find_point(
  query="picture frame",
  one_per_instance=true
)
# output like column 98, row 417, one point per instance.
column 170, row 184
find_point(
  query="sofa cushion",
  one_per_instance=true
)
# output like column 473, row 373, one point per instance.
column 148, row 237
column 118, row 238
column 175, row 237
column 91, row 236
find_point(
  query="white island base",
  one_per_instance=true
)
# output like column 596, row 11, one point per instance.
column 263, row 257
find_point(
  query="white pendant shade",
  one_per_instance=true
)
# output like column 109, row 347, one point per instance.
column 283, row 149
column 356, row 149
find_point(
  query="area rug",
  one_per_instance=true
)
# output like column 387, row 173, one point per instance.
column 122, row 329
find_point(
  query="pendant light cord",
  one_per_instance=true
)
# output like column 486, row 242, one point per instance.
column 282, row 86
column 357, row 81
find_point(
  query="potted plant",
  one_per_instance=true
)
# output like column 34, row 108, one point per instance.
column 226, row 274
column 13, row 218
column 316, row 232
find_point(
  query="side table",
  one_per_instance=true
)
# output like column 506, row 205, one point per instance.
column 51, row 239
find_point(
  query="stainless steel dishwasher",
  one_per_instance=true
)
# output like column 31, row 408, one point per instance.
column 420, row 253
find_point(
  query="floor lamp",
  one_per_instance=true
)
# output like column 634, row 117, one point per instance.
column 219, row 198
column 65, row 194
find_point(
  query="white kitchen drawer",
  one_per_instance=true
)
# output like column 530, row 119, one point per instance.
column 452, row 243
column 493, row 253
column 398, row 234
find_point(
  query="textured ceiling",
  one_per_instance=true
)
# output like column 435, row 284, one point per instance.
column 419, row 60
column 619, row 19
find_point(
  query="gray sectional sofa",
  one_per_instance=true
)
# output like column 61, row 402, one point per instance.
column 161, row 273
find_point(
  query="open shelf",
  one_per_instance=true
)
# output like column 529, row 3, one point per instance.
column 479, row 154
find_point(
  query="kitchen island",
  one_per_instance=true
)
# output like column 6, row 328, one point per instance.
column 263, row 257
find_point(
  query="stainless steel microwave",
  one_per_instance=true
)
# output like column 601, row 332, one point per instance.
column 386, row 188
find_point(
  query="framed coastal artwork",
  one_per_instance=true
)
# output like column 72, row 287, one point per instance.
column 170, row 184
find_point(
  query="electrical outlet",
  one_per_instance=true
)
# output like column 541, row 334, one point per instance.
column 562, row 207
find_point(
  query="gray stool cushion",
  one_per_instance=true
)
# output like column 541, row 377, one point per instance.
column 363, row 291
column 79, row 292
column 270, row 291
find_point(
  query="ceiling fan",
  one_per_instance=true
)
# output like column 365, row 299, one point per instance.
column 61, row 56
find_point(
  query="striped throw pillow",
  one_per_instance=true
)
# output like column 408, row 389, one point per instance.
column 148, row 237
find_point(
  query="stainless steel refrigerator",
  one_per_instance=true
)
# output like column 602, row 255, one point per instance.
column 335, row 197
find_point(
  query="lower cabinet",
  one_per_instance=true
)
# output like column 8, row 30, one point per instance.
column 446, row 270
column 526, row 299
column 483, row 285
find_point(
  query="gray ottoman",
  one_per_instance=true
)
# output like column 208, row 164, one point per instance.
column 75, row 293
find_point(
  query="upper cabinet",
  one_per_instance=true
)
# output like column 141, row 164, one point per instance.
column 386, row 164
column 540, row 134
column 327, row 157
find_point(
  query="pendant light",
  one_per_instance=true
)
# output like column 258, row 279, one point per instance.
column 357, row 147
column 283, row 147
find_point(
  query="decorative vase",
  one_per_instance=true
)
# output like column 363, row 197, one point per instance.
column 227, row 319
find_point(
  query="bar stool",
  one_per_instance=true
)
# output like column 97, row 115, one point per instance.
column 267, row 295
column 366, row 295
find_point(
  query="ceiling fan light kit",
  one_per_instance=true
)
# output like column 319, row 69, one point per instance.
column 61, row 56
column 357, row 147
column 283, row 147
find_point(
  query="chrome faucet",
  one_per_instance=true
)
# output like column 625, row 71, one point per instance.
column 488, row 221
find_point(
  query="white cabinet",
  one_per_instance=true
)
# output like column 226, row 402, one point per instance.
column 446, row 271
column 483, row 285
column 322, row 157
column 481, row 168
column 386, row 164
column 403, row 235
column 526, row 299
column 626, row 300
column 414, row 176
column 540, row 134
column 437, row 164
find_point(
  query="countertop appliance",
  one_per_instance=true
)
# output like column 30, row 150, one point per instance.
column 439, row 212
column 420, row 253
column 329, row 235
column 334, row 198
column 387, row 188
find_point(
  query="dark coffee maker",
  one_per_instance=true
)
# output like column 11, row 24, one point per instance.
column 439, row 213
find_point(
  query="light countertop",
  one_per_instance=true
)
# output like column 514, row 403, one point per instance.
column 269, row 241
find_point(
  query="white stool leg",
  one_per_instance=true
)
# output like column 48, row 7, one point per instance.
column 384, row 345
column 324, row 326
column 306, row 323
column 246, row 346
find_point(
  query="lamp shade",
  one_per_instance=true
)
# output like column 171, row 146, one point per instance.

- What is required:
Copy all lines of the records in which the string "steel" can be found.

- Expected output:
  query="stainless steel dishwasher",
  query="stainless steel microwave",
  query="stainless steel refrigerator",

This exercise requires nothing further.